§ **SET TASK**: Return the full newsgroup reply on OO versus RDB word for word, leaving nothing out.

Re: OO versus RDB

From: Christian Brunschen <cb_at_festis.df.lth.se>
Date: Thu, 29 Jun 2006 10:24:22 +0000 (UTC)
Message-ID: <e809om$8nt$1_at_news.lth.se>

In article <04Cog.3422$pu3.83147_at_ursa-nb00s0.nbnet.nb.ca>, Bob Badour <bbadour_at_pei.sympatico.ca> wrote:
>Christian Brunschen wrote:
>
>> In article <eZxog.3346$pu3.80765_at_ursa-nb00s0.nbnet.nb.ca>,
>> Bob Badour <bbadour_at_pei.sympatico.ca> wrote:
>>
>>>Christian Brunschen wrote:
>>>
>>>>In article <1151501485.755962.108350_at_p79g2000cwp.googlegroups.com>,
>>>>erk <eric.kaun_at_gmail.com> wrote:
>>>>
>>>>>topmind wrote:
>>>>>
>>>>>>[...] (Unlike OO, where encapsulation
>>>>>>encourages each object/class to reinvent its own
>>>>>>add/change/delete/cross-reference/search rules and interfaces so that
>>>>>>they are all different for each project or shop.
>>>>>
>>>>>Agreed. I wouldn't have a problem with inconsistencies if the languages
>>>>>just offered some powerful basic operations. You can't even write
>>>>>something in Java like this, which would be completely type-safe:
>>>>>
>>>>>Set<LineItem> items =
>>>>>theOrder.lineItems.where(item.status==Status.SHIPPED);
>>>>
>>>>Perhaps somewhat interestingly, in a dynamic OO language such as
>>>>Smalltalk, Objective-C or Ruby, you can use the technique of Higher-Order
>>>>Messaging (HOM), as described in the 2005 OOPLSA paper
>>>><www.metaobject.com/papers/Higher_Order_Messaging_OOPSLA_2005.pdf>, to do
>>>>something quite similar; in Objective-C syntax something like
>>>>
>>>> NSSet *lineItems =
>>>> [[[[order lineItems] selectWhere] status] equals:STATUS_SHIPPED];
>>>
>>>You have given an example involving only restriction.
>>
>> If I interpret things correctly, this is what is called 'selection' in
>> some places (suh as <http://en.wikipedia.org/wiki/Generalized_selection>
>> and <http://www.cse.ohio-state.edu/~gurari/course/cse670/cse670Ch4.html>)?

§ **RECORD EXTRACTS**:
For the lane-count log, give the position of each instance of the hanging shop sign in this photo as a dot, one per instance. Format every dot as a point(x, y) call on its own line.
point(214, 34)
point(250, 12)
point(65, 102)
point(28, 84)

§ **FULL SOLUTION**:
Re: OO versus RDB

From: Christian Brunschen <cb_at_festis.df.lth.se>
Date: Thu, 29 Jun 2006 10:24:22 +0000 (UTC)
Message-ID: <e809om$8nt$1_at_news.lth.se>

In article <04Cog.3422$pu3.83147_at_ursa-nb00s0.nbnet.nb.ca>, Bob Badour <bbadour_at_pei.sympatico.ca> wrote:
>Christian Brunschen wrote:
>
>> In article <eZxog.3346$pu3.80765_at_ursa-nb00s0.nbnet.nb.ca>,
>> Bob Badour <bbadour_at_pei.sympatico.ca> wrote:
>>
>>>Christian Brunschen wrote:
>>>
>>>>In article <1151501485.755962.108350_at_p79g2000cwp.googlegroups.com>,
>>>>erk <eric.kaun_at_gmail.com> wrote:
>>>>
>>>>>topmind wrote:
>>>>>
>>>>>>[...] (Unlike OO, where encapsulation
>>>>>>encourages each object/class to reinvent its own
>>>>>>add/change/delete/cross-reference/search rules and interfaces so that
>>>>>>they are all different for each project or shop.
>>>>>
>>>>>Agreed. I wouldn't have a problem with inconsistencies if the languages
>>>>>just offered some powerful basic operations. You can't even write
>>>>>something in Java like this, which would be completely type-safe:
>>>>>
>>>>>Set<LineItem> items =
>>>>>theOrder.lineItems.where(item.status==Status.SHIPPED);
>>>>
>>>>Perhaps somewhat interestingly, in a dynamic OO language such as
>>>>Smalltalk, Objective-C or Ruby, you can use the technique of Higher-Order
>>>>Messaging (HOM), as described in the 2005 OOPLSA paper
>>>><www.metaobject.com/papers/Higher_Order_Messaging_OOPSLA_2005.pdf>, to do
>>>>something quite similar; in Objective-C syntax something like
>>>>
>>>> NSSet *lineItems =
>>>> [[[[order lineItems] selectWhere] status] equals:STATUS_SHIPPED];
>>>
>>>You have given an example involving only restriction.
>>
>> If I interpret things correctly, this is what is called 'selection' in
>> some places (suh as <http://en.wikipedia.org/wiki/Generalized_selection>
>> and <http://www.cse.ohio-state.edu/~gurari/course/cse670/cse670Ch4.html>)?